(Entries taken from a collection)
^^^^
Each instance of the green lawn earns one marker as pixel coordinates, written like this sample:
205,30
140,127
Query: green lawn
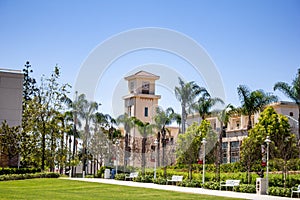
66,189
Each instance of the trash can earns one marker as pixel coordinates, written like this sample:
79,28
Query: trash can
113,173
261,186
107,173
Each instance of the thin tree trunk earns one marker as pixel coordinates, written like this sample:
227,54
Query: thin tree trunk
158,149
190,171
183,119
249,123
62,150
164,147
43,146
143,155
126,150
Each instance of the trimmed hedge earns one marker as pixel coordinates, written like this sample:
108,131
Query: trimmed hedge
10,177
4,171
279,191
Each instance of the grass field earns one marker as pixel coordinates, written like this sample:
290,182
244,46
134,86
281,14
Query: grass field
66,189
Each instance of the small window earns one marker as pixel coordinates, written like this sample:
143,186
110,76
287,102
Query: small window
145,87
131,87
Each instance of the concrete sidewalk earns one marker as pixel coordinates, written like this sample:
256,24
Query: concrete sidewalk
182,189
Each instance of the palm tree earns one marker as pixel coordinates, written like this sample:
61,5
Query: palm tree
254,101
87,113
186,93
145,129
163,118
292,92
204,104
127,122
223,117
75,107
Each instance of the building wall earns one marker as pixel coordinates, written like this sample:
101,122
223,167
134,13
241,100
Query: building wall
11,91
237,128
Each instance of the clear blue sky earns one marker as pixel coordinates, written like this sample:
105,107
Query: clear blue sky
255,43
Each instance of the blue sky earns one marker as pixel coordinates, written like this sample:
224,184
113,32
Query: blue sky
255,43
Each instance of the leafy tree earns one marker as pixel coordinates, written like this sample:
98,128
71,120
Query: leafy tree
87,113
291,91
253,102
223,117
9,144
27,140
186,93
163,118
29,84
276,126
145,129
189,143
204,104
128,124
45,107
75,107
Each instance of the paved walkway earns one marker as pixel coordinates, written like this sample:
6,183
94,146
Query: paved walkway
183,189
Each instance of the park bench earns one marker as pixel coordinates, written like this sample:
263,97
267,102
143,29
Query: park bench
131,175
295,190
229,183
175,179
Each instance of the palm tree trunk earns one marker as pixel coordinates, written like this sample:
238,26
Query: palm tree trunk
126,150
144,140
163,156
249,126
74,148
299,122
158,149
219,153
62,150
183,119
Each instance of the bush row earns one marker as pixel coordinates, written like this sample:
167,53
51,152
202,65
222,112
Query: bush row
9,177
19,171
274,165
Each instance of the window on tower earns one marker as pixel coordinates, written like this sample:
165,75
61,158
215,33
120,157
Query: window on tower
145,87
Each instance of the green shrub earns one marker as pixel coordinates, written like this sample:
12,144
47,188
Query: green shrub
279,191
211,185
245,188
160,181
189,183
9,177
144,179
120,177
19,171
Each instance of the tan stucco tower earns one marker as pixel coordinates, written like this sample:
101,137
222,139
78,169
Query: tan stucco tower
142,100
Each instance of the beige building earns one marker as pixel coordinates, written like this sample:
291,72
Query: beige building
237,128
11,91
141,102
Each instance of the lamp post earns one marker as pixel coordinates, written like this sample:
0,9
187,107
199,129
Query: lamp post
117,157
203,176
155,143
267,140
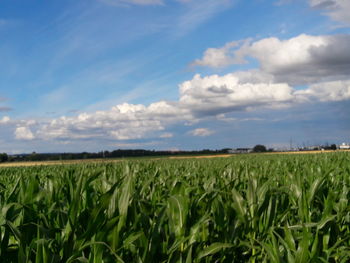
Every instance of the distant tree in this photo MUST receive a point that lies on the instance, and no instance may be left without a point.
(259, 148)
(3, 157)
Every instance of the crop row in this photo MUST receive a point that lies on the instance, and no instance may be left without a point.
(240, 209)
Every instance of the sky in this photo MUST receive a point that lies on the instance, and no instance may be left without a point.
(92, 75)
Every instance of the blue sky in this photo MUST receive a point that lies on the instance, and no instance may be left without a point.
(173, 74)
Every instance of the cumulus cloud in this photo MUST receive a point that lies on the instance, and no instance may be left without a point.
(300, 60)
(337, 10)
(122, 122)
(5, 120)
(328, 91)
(221, 57)
(212, 95)
(202, 132)
(24, 133)
(200, 98)
(167, 135)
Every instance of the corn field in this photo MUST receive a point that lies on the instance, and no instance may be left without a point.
(253, 208)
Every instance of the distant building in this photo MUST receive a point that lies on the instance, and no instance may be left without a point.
(344, 146)
(241, 150)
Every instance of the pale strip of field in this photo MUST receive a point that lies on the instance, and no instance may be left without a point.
(201, 156)
(65, 162)
(45, 163)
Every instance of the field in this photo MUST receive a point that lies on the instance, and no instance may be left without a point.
(250, 208)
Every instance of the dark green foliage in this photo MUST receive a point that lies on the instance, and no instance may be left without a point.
(252, 208)
(259, 148)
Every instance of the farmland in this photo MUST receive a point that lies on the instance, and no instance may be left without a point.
(253, 208)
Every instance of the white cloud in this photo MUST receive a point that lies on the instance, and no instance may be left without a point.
(200, 98)
(300, 60)
(122, 122)
(328, 91)
(221, 57)
(5, 120)
(166, 135)
(212, 95)
(337, 10)
(24, 133)
(202, 132)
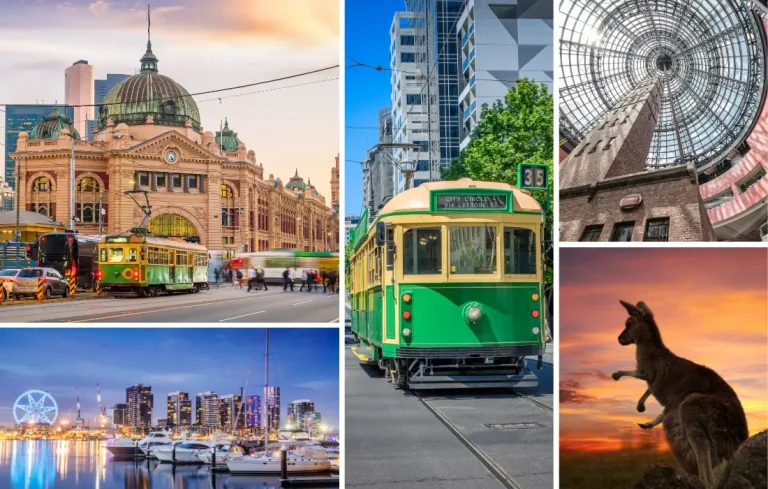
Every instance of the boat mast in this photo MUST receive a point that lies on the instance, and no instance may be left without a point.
(266, 393)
^^^^
TRY IT: Your task is to repeat the records exactly. Images do not belong in the copy.

RESPONSE BOX:
Each instance of the green lawn earns one marker as pixel coordinates, written like this sample:
205,30
140,127
Query: green lawn
66,189
Each instance of the trash can earns one marker as pixel coordinates, written like this sample:
79,28
Query: trash can
113,173
261,186
107,173
Each instance of the thin tree trunk earns one marker as pixel coordinates, written like this sample:
227,54
Query: thin tree trunk
158,149
190,171
183,119
249,123
62,150
164,147
43,146
143,155
126,150
Each instance of the trimmed hedge earns one marker as pixel coordinates, written like this sample:
108,131
Query: trimmed hedge
10,177
4,171
279,191
Each instance of the grass field earns one marker as pixel coordinates, written like this sample:
290,182
244,46
134,86
281,14
Query: grass field
66,189
Each instance of the small window earns one marker as pixel coordinates, written like this sample:
143,186
110,76
287,102
Query: small window
145,87
131,87
Each instance of the concrete sidewalk earns one marker as pixel coordinates, written like this sample:
256,24
Query: concrete sidewalk
182,189
Each instance of the palm tree earns one marker as pixel coordinates, written like this sample:
61,5
Query: palm tree
254,101
87,113
186,93
145,129
163,118
292,92
204,104
127,122
223,117
75,107
Each instance of the building wall earns one marker as pixel coordinates, written like this sample:
101,122
223,167
134,13
241,100
Query: building wall
11,91
237,128
Each instance of the clear blue sky earns one marker as pixel coordinates, written like this sample:
105,107
Query: clear blue sky
255,43
Each instance of the blue sky earns one marker as pixel coordinates, written like this sample:
224,184
113,32
Query: blue sky
255,43
Each instance of the leafy tree earns one marker as pixel coordinates, written like this sample:
98,128
71,120
Query: leafy tree
87,113
291,91
253,102
223,117
9,144
27,140
186,93
163,118
29,84
276,126
145,129
189,143
204,104
128,124
45,107
75,107
Each instance of the paved walkway earns one marker as pixel coordinates, written like this sample:
6,183
94,146
Query: paved walkway
183,189
Each instance of the park bench earns one marker as pixel coordinates, written like this sample:
263,97
267,102
143,29
Query: park bench
131,175
295,190
229,183
175,179
Each instance of the palm tree trunk earns one marker as pixel coordinates, written like this sample:
238,26
Query: palm tree trunk
126,150
144,140
163,156
249,126
74,148
299,122
158,149
219,153
62,150
183,119
Each instance of the bush row earns one marker as pixel coordinates, written like this sample:
167,53
51,152
202,65
222,112
Query: bush row
9,177
19,171
274,165
Each instance of the window on tower earns one marker as pixel coordinates, written like this sample:
165,75
61,158
215,33
120,157
Query: window on tower
145,87
Each instance of the green shrub earns one marker as pixel coordinates, written like this sample:
12,144
47,188
Query: green shrub
279,191
211,185
245,188
160,181
189,183
9,177
144,179
120,177
19,171
Each instance of the tan stucco tower earns one marker as pixel coordinates, written like this sample:
101,137
222,139
78,169
Query: tan stucco tower
142,100
Each instance of the beige building earns one marker as pixel coordinates, written like this sample:
291,72
Query: beige building
237,128
11,91
141,102
Each instance of the lamp post earns one marker as pixel coordinates, written like this sample:
0,9
187,107
199,129
Query: lamp post
117,157
203,176
155,143
267,140
Every instance of the distant tree in this photo MUST receive a point that lies on the instance, and no instance may be left without a point.
(259, 148)
(3, 157)
Every instance of the crop row in this photo MUST receive a point that lies on the instance, and no instance may be left without a point.
(240, 209)
Every instance of the sky in this photo MUST receive a point that lies on the instance, and no instance may be left without a point.
(92, 75)
Every instance of the blue sky in this photo MUST receive a point that lies on the instance, and no instance may be left without a point.
(173, 74)
Every instance of the cumulus cloud in this photo MUST receive a point that lies on the instance, and no instance may be left without a point.
(300, 60)
(337, 10)
(122, 122)
(5, 120)
(328, 91)
(221, 57)
(212, 95)
(202, 132)
(24, 133)
(200, 98)
(167, 135)
Every instance of the corn field in this photo MUST receive a point that lies on the instance, and no instance may be left without a point.
(253, 208)
Every instance of the distant building in this photo MUST receive a point that lies on the instance, and no instance may be left without a point.
(344, 146)
(241, 150)
Every instance of the pale strip of field in this photo MUST receive a point that lies on the instance, and no instance may be left without a point.
(201, 156)
(65, 162)
(45, 163)
Every instance of the field in this photo MUST receive a point that lies on the instance, and no instance may be left without a point.
(250, 208)
Every instance of the dark green foliage in this photo MUST receive a point that lies on the instance, and no instance may be left without a point.
(252, 208)
(259, 148)
Every instance of the farmland in this photo MUST receive a point that lies on the instance, and no instance may be left without a point.
(253, 208)
Every instance of the white cloud in this photo MUST receive a point that lies on the instance, and no instance may be left without a point.
(200, 98)
(300, 60)
(122, 122)
(328, 91)
(221, 57)
(5, 120)
(166, 135)
(212, 95)
(337, 10)
(24, 133)
(202, 132)
Every instance of the boat mast in this photo MUST receive a point that lies on the instance, and no instance may be left without a point.
(266, 393)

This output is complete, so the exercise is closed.